Friday, February 23, 2024

Reflections on making housework manageable (and sometimes even enjoyable) for the kids


    
It's been a huge goal of mine to NOT make housework feel as distasteful to my children as it felt to me when I was a child. When I was about 6 or 7 years old, I remember becoming curious about chores and eager to help the adults. Once my family realized my capabilities, those chores quickly became MY (and my brothers) chores, with little to no adult support going forward.

    As an mom, I can absolutely understand why the adults chose to handle household responsibilities handoffs in this way. Being an adult is exhausting. Dumping undesirable tasks on other people creates one less thing that you have to worry about. As an exhausted mom, I get it.

    But as a 6/ 7year old, this introduction to helping around the house made me feel resentful and wishing like I should have kept my curiosity to myself. I'm positive that this abrupt hand-off contributed to the intense resistance toward chores that I experienced all throughout my adolescence.

    Fast forward to today, I empathize with my kids when it comes to taking on more responsibilities around the home as they get older. For this reason, I'm intentional about making the process of teaching my kids household responsibilities as painless as I possibly can. If we can't make it fun, my goal is to at least make it neutral.

    Does that always happen? No. Sometimes, I do have to go mama bear on my little ones. However, I can confidently say that we have more positive experiences than negative ones when it comes to doing chores. I feel really proud of that.

    We've been working on establishing routines and systems for a while. My kids can earn an allowance for their contributions to taking care of their home, among other thins.

_TASK 1_.
Reproduce the part of the post on children and housework between "Fast forward to" and "proud of that.", inclusive.
_TASK 2_.
In the records, rename "halter" to "bridle" in the lines from the one holding "Locate every white blaze" through the final line of the records, inclusive. Give back only those lines, with nothing else changed.

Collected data
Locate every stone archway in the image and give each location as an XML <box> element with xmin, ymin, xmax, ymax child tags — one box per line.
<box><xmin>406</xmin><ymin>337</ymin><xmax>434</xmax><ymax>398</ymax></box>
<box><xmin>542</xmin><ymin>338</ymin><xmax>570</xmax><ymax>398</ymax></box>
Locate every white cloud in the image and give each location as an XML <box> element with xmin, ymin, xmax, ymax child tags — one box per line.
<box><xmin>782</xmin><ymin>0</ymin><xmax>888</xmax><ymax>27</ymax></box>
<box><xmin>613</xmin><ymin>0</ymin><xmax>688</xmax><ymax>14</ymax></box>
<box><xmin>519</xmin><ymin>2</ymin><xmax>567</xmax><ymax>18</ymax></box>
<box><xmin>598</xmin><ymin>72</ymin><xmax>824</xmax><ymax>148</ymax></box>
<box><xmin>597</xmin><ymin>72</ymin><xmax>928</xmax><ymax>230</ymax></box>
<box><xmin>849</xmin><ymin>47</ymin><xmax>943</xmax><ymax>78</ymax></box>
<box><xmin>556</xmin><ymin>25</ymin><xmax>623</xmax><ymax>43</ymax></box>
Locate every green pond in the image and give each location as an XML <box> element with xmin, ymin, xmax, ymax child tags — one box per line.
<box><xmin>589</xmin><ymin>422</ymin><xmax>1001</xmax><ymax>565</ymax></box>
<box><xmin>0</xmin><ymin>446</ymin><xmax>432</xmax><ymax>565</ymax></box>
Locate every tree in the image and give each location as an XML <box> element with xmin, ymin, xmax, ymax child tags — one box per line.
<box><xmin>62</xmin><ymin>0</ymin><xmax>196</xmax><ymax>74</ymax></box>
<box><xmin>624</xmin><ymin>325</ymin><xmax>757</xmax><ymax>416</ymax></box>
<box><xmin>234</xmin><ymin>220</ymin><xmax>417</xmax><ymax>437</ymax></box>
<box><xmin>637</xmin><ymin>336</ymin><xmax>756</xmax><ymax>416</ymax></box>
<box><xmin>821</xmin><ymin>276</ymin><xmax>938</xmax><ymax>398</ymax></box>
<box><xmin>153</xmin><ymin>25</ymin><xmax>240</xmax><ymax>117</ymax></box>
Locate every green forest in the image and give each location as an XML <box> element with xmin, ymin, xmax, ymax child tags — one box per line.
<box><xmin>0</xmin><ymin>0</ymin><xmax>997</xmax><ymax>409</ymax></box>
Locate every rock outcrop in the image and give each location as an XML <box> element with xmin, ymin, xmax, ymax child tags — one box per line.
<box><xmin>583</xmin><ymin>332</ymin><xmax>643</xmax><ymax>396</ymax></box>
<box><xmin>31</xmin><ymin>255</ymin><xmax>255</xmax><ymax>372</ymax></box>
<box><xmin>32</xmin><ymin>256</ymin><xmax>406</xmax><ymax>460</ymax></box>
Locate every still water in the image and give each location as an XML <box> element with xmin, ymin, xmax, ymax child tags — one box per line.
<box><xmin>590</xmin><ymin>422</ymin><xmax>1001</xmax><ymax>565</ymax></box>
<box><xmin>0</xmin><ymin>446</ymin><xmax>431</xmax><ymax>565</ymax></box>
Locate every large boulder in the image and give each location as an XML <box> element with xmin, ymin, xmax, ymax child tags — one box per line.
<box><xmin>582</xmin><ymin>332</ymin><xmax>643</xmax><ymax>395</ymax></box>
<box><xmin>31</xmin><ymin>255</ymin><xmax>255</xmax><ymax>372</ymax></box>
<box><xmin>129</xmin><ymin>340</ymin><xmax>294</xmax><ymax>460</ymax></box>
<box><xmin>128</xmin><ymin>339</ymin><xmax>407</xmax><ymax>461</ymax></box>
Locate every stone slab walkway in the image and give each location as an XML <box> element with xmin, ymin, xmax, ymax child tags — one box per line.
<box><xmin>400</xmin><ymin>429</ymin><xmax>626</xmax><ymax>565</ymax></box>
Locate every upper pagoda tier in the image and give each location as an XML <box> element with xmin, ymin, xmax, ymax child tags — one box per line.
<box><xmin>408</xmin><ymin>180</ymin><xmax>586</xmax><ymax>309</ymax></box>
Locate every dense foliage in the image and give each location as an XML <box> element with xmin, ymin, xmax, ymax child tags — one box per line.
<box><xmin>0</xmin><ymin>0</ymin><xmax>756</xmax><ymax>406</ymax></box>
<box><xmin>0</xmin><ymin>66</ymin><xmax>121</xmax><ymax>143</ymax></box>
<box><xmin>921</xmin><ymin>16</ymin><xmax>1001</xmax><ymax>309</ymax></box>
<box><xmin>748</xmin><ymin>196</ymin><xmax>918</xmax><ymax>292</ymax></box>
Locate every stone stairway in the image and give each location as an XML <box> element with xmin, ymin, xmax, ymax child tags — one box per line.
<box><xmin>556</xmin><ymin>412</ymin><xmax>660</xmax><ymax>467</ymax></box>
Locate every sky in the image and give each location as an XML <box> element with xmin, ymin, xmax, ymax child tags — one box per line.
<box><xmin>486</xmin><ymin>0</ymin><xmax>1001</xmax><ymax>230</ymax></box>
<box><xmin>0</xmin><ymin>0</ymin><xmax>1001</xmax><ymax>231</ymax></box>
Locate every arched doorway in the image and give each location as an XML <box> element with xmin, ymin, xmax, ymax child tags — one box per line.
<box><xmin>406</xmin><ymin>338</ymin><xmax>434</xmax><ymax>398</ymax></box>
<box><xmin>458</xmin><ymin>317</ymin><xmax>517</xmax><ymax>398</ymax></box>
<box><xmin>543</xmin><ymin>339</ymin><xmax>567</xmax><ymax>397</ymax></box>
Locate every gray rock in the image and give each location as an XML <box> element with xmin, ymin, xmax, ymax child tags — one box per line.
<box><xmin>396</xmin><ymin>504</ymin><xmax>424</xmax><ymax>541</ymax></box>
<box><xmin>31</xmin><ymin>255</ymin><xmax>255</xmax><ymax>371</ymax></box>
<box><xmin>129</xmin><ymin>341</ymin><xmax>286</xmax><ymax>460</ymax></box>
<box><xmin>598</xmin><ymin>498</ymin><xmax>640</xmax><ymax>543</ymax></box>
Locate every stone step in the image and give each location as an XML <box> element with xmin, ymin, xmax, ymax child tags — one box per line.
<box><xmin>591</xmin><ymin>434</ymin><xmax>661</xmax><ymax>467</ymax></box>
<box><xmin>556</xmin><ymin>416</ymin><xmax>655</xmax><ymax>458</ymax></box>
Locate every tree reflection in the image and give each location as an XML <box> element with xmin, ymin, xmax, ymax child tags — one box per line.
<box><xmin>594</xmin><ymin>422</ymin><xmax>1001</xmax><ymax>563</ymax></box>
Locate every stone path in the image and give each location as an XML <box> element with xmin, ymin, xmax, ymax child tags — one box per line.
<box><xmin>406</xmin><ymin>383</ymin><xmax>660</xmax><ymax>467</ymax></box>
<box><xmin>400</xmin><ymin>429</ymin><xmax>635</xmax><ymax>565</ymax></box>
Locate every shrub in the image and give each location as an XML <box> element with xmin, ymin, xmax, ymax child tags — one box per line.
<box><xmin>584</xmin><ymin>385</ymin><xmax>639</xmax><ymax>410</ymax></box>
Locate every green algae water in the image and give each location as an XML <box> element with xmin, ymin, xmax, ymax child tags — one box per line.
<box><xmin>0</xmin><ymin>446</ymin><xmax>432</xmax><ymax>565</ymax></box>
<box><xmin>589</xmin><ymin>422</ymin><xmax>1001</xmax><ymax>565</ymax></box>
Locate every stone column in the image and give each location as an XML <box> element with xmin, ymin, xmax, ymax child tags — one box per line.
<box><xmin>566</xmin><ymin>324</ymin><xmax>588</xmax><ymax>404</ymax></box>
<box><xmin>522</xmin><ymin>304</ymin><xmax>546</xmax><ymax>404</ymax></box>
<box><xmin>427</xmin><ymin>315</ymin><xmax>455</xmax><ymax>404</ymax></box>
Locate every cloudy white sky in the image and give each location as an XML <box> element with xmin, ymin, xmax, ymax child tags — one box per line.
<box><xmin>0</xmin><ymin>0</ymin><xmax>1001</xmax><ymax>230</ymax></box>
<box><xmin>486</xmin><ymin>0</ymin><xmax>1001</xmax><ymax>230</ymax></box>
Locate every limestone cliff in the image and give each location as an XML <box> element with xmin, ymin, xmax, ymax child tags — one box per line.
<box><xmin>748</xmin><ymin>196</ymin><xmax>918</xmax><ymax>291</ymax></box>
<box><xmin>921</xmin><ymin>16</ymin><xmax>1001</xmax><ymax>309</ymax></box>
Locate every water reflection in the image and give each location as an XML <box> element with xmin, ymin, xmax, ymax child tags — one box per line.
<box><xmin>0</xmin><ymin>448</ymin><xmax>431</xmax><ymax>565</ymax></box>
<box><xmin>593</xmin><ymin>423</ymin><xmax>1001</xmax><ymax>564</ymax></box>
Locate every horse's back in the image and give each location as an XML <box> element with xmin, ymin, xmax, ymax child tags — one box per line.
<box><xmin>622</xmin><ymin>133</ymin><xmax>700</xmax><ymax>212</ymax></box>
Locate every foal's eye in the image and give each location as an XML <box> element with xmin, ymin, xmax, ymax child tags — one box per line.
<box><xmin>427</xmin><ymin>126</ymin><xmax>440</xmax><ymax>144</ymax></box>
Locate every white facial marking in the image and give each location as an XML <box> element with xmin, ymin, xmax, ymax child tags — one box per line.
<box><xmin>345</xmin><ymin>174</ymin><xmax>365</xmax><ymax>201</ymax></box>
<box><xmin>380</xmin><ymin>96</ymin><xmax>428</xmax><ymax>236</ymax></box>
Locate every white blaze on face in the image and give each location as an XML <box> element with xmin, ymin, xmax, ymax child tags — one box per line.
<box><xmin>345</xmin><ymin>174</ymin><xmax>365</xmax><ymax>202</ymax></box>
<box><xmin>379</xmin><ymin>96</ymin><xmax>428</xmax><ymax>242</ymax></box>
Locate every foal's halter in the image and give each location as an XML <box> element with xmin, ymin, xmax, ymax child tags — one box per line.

_TASK OUTPUT 1_.
Fast forward to today, I empathize with my kids when it comes to taking on more responsibilities around the home as they get older. For this reason, I'm intentional about making the process of teaching my kids household responsibilities as painless as I possibly can. If we can't make it fun, my goal is to at least make it neutral.

    Does that always happen? No. Sometimes, I do have to go mama bear on my little ones. However, I can confidently say that we have more positive experiences than negative ones when it comes to doing chores. I feel really proud of that.

_TASK OUTPUT 2_.
Locate every white blaze on face in the image and give each location as an XML <box> element with xmin, ymin, xmax, ymax child tags — one box per line.
<box><xmin>345</xmin><ymin>174</ymin><xmax>365</xmax><ymax>202</ymax></box>
<box><xmin>379</xmin><ymin>96</ymin><xmax>428</xmax><ymax>242</ymax></box>
Locate every foal's bridle in the image and give each location as an XML <box> element with xmin, ymin, xmax, ymax child tags — one box per line.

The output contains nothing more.